Segundo a mitologia grega, Zeus puniu Prometeu por dar o fogo aos humanos.
Zeus acorrentou Prometeu e serviu o fígado dele como alimento a uma águia. Todas as noites, porém, o órgão crescia novamente. E todos os dias a águia voltava para fazer mais um banquete.
Mas será que, na realidade, um fígado pode crescer novamente?
O fígado é o maior órgão interno do corpo humano. Ele é fundamental para centenas de processos do organismo, incluindo a degradação de toxinas presentes em remédios e no álcool.
No entanto, não devemos nos esquecer que outros órgãos, como o cérebro e o coração, também podem ser prejudicados pelo consumo excessivo de álcool a longo prazo.
Como hepatologista (especialista em fígado), trato diariamente pessoas com doenças hepáticas que estão relacionadas ao consumo de álcool.
Trata-se de um espectro de doenças que vai desde o acúmulo de gordura no fígado (o popular fígado gorduroso) até a formação de cicatrizes (cirrose). Geralmente, esses quadros não causam sintomas até que o dano esteja bem avançado.
Gordura e cicatrizes
No início, o álcool faz o fígado acumular gordura. E essa gordura toda faz com que o fígado fique inflamado.
--*--
Tarefas:
• 1. Diga se cada afirmação concorda com o texto sobre o fígado, respondendo sim ou não e citando as palavras do texto que decidem a questão: (a) No mito, o fígado de Prometeu voltava a crescer todas as noites. (b) As doenças do fígado ligadas ao álcool costumam causar sintomas logo no começo. (c) Quem escreve o texto é especialista em fígado.
• 2. Com base no texto sobre o fígado, explique por que o fígado fica inflamado no início dos danos causados pelo álcool.
• 3. Continue o texto sobre o fígado e o álcool a partir da última frase apresentada.
Os dados a seguir não têm nenhum papel nesta atividade.

Dados de expressões referenciais:
--*--
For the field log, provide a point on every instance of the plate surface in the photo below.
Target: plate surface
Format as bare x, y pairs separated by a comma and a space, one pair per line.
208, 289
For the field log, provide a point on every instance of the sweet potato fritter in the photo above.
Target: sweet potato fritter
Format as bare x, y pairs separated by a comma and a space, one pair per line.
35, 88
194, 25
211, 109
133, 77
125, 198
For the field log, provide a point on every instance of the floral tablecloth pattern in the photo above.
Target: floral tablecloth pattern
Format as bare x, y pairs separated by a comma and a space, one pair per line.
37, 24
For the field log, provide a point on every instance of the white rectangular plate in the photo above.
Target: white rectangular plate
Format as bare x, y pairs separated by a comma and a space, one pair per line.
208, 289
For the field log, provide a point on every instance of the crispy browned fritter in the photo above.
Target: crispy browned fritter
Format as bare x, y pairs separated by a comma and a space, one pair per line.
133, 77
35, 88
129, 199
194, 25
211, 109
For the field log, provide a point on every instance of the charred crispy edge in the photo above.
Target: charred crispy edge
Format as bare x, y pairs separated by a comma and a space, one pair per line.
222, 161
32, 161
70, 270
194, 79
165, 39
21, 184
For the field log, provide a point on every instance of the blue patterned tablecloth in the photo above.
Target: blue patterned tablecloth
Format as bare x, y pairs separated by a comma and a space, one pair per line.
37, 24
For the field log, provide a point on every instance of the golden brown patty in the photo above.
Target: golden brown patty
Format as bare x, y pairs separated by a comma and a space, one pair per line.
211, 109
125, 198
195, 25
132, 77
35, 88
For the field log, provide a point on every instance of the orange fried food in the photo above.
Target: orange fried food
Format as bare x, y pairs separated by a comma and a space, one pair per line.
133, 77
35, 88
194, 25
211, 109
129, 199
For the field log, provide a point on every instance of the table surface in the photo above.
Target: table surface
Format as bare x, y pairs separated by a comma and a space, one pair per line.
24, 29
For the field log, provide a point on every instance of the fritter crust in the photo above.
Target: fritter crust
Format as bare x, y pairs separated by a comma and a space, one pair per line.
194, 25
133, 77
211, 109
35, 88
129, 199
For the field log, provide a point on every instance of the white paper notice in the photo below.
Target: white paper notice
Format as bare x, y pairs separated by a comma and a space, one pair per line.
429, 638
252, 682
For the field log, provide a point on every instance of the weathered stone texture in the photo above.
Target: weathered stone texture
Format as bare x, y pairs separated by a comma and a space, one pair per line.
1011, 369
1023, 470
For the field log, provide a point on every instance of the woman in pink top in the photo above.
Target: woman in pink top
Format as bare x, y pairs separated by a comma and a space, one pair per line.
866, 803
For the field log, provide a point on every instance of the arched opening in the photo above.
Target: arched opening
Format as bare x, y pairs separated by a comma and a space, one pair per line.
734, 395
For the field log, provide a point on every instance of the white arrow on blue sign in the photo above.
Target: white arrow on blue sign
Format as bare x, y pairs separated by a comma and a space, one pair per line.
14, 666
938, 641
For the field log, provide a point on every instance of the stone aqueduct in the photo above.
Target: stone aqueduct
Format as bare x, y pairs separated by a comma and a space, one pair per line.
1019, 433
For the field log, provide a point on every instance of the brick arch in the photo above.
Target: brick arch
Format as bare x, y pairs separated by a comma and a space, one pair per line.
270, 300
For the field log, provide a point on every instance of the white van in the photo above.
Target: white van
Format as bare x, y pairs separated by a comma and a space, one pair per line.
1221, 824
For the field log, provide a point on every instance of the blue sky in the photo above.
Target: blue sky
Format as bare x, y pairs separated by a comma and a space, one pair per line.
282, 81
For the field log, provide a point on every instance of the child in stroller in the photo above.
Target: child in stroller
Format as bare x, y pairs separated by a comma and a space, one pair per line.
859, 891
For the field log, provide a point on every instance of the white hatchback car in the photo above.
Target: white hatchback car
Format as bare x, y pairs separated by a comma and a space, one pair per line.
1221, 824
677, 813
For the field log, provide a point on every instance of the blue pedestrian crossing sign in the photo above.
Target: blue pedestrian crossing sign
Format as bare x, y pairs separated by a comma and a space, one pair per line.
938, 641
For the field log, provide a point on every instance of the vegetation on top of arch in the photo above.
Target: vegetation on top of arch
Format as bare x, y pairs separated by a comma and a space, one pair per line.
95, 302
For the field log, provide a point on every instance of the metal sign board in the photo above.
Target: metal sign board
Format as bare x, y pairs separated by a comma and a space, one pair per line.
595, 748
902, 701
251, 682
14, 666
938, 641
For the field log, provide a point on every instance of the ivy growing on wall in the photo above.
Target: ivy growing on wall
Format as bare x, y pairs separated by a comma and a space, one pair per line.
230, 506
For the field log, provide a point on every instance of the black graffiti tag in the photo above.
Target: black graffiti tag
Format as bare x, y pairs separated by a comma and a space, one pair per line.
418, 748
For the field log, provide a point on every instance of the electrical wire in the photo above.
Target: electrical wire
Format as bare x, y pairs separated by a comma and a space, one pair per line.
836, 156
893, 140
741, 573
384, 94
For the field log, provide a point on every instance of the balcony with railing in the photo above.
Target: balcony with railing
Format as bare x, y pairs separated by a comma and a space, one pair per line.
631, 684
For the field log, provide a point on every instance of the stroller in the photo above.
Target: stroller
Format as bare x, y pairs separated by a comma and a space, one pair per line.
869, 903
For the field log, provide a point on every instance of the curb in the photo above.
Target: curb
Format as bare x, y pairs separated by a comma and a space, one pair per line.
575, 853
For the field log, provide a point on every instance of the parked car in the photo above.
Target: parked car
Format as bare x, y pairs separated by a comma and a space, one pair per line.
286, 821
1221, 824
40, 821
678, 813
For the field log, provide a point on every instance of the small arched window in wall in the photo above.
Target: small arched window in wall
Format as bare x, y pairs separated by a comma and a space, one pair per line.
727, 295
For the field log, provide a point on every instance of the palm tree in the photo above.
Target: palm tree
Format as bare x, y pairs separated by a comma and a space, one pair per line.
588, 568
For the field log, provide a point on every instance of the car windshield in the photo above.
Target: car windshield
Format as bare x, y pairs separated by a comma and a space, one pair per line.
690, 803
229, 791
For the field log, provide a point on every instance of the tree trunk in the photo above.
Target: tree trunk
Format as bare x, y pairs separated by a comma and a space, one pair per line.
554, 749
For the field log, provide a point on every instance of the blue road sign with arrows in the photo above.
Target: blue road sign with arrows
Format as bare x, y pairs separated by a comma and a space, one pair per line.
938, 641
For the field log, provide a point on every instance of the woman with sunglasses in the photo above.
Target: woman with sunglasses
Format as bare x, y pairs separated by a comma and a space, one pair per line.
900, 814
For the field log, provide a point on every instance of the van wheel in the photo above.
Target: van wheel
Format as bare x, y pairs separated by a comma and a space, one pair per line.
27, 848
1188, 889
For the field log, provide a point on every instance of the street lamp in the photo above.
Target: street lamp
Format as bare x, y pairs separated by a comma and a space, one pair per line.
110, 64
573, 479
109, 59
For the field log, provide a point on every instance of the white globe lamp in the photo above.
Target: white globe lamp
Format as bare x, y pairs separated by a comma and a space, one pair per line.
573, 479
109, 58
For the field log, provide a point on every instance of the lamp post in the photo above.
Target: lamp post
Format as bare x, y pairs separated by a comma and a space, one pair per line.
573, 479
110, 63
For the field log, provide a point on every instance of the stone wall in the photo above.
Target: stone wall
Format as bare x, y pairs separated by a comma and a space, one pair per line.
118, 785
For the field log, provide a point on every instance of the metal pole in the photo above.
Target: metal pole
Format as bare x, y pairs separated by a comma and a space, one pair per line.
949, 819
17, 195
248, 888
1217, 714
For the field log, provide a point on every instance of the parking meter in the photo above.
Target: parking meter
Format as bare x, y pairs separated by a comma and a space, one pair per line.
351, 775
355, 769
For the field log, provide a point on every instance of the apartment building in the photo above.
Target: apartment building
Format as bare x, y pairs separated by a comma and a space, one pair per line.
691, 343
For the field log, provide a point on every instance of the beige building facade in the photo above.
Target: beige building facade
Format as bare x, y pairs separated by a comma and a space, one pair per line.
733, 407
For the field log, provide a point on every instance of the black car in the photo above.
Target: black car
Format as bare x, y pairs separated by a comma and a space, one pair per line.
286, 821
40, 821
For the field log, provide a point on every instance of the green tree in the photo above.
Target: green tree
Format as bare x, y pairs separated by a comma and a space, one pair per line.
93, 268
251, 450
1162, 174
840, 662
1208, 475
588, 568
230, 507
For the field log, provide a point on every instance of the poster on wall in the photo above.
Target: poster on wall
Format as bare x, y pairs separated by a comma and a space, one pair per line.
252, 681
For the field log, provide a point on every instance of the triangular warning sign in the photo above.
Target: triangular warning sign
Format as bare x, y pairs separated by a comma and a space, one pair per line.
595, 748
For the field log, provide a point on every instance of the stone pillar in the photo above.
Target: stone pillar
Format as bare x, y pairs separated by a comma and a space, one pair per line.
--*--
Respostas:
• 1.
(a) Sim: "Todas as noites, porém, o órgão crescia novamente."
(b) Não: "Geralmente, esses quadros não causam sintomas até que o dano esteja bem avançado."
(c) Sim: "Como hepatologista (especialista em fígado), trato diariamente pessoas com doenças hepáticas"

• 2. O álcool faz o fígado acumular gordura. É essa gordura toda que deixa o órgão inflamado.

• 3.
O órgão reage e tenta se livrar desse excesso de álcool. Nesse processo, acaba produzindo um tecido cicatricial.
Se isso não for controlado, todo o fígado pode se tornar uma rede de cicatrizes com pequenas ilhas de fígado “bom” entre elas — falamos aqui da cirrose.
Nos estágios mais avançados da cirrose, quando o fígado começa a falhar, a pessoa pode ficar com a pele amarelada (conhecida como icterícia), ganhar um aspecto inchado, pela retenção de líquidos, e sentir-se sonolenta e confusa. Esse é um quadro sério, que pode até ser fatal.
A maioria das pessoas que bebe regularmente mais do que o limite de 14 unidades de álcool por semana (cerca de seis litros de cerveja com 4% de teor alcoólico ou cerca de seis taças de vinho de intensidade média com 14% de teor alcoólico) começará a acumular gordura no fígado.
E, no longo prazo, elas desenvolverão cicatrizes e cirrose neste órgão.
Boas notícias
Felizmente, temos boas notícias. Se pessoas com gordura no fígado ficam apenas duas ou três semanas sem consumir álcool, o fígado delas pode sarar e voltar a parecer e funcionar como se fosse novo.
👉 Abandonar o álcool por vários meses permite que o fígado se cure e volte ao normal.
Para aqueles que bebem grandes quantidades de álcool e já possuem cicatrizes mais graves ou até insuficiência hepática, abandonar o álcool por vários anos reduz a chance de agravamento da insuficiência hepática e o risco de morte.
Na forma mais leve, essa crise de abstinência causa tremores e sudorese. Porém, se for grave, ela pode causar alucinações, convulsões e até morte.
É por isso que indivíduos que consomem grandes quantidades de álcool não devem parar de beber de uma hora para outra: eles precisam consultar um médico para abandonar essa dependência com segurança.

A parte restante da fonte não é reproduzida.